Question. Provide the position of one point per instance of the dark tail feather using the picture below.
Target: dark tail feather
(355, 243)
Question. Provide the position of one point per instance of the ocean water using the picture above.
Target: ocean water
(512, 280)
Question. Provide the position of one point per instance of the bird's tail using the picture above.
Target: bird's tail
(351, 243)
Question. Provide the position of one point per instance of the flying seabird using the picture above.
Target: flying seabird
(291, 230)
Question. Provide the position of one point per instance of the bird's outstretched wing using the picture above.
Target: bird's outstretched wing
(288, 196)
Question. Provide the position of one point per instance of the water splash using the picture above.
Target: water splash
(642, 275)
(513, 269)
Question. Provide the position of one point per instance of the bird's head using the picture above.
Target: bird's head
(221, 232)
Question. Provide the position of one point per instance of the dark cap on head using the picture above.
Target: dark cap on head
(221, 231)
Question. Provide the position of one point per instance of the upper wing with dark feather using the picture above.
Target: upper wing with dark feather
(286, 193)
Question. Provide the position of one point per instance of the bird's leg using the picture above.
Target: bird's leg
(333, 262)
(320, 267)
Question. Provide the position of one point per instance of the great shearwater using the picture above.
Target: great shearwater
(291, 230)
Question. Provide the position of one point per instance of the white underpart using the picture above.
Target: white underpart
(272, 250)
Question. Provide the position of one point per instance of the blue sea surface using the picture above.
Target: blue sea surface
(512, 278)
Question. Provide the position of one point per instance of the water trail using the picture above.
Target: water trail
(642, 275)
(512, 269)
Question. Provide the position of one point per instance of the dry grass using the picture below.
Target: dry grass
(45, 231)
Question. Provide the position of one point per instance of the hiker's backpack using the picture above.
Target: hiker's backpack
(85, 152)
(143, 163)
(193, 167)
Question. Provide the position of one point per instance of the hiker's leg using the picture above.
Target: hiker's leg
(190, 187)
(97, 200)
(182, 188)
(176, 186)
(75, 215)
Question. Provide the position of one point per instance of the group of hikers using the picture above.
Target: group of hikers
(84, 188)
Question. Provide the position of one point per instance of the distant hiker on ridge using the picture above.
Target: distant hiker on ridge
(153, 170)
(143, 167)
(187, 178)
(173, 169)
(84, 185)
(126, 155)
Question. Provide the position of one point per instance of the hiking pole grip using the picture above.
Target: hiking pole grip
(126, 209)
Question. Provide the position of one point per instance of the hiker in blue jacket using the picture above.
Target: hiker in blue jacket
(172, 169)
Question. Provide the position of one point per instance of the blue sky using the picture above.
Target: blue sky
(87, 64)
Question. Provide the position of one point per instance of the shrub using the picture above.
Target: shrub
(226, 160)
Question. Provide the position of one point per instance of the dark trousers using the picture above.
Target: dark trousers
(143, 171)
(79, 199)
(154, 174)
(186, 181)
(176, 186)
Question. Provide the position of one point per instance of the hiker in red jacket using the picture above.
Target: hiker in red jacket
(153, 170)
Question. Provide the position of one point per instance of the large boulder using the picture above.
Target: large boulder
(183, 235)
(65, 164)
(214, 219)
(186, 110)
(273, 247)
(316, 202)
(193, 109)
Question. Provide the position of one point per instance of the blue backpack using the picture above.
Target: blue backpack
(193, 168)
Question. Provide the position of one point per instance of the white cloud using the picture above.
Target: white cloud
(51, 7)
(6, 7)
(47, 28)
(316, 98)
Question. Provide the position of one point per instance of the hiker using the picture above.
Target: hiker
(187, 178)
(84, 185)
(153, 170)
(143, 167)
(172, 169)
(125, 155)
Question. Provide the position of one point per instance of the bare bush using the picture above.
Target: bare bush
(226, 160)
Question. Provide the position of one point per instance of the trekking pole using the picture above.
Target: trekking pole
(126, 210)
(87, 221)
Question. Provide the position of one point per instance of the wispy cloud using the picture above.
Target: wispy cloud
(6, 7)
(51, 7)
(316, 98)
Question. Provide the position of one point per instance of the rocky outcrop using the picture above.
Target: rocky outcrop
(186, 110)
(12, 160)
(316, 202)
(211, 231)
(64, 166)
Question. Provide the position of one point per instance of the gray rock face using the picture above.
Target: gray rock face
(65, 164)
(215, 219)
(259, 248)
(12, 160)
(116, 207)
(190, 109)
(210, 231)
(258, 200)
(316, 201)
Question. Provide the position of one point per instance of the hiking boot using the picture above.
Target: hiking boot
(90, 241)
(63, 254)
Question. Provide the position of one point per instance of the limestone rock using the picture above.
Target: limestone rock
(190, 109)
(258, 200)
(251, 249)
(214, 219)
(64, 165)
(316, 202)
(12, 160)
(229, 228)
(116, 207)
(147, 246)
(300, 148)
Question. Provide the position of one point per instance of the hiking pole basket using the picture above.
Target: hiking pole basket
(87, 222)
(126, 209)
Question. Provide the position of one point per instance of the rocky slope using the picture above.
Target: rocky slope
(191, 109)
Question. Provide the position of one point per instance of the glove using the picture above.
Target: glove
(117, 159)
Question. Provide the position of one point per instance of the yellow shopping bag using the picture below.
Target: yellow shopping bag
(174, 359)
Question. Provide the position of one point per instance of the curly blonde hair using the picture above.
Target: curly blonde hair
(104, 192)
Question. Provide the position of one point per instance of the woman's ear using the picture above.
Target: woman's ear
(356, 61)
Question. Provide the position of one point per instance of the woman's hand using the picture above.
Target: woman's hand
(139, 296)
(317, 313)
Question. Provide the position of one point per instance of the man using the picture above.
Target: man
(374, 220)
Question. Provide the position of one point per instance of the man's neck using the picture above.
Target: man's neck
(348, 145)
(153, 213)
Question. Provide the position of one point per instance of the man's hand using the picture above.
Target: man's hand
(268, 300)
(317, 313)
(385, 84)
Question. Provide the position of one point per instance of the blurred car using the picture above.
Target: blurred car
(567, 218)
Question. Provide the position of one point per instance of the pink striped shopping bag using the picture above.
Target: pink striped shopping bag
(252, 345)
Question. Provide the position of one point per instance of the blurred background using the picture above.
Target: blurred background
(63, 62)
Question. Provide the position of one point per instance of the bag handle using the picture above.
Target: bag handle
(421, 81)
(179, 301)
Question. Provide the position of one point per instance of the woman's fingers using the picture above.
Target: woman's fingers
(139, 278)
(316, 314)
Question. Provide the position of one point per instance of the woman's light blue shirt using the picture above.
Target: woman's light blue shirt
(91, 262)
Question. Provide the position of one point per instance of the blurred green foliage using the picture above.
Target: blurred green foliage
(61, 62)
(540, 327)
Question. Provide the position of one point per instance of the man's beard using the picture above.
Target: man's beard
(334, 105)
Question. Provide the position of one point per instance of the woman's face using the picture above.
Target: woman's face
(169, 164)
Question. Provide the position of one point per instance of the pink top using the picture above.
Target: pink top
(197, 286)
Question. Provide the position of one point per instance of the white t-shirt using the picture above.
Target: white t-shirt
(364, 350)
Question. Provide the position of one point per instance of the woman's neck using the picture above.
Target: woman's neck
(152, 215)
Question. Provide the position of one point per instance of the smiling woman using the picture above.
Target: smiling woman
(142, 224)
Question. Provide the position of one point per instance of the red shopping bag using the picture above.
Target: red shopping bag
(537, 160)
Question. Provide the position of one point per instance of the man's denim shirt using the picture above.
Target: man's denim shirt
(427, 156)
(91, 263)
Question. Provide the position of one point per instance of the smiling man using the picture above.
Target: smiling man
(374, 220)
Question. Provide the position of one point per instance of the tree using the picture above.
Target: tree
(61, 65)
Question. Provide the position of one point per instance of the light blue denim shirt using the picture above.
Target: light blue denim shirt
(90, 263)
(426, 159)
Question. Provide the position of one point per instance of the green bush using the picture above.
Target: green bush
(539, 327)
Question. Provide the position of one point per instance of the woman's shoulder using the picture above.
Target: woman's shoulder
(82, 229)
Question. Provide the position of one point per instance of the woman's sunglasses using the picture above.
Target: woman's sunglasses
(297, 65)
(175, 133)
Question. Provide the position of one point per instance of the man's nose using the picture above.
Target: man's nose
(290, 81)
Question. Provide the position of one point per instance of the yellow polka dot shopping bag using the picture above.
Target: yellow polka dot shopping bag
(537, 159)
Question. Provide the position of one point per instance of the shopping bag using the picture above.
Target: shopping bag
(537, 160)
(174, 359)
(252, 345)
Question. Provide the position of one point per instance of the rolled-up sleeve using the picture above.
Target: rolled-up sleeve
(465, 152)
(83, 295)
★ ★ ★ ★
All that is needed is the exact run of lines above from the line containing "Target: man's denim shirt" through the line containing "green bush using the picture above.", both of them included.

_Task output_
Target: man's denim shirt
(427, 156)
(91, 263)
Question. Provide the position of one point per instance of the smiling man using the picture above.
Target: smiling man
(374, 220)
Question. Provide the position of one point per instance of the tree using the picture above.
Target: tree
(61, 65)
Question. Provide the position of one point per instance of the light blue denim shirt using the picture above.
Target: light blue denim shirt
(90, 263)
(426, 159)
Question. Provide the position of one point per instance of the green bush using the picture above.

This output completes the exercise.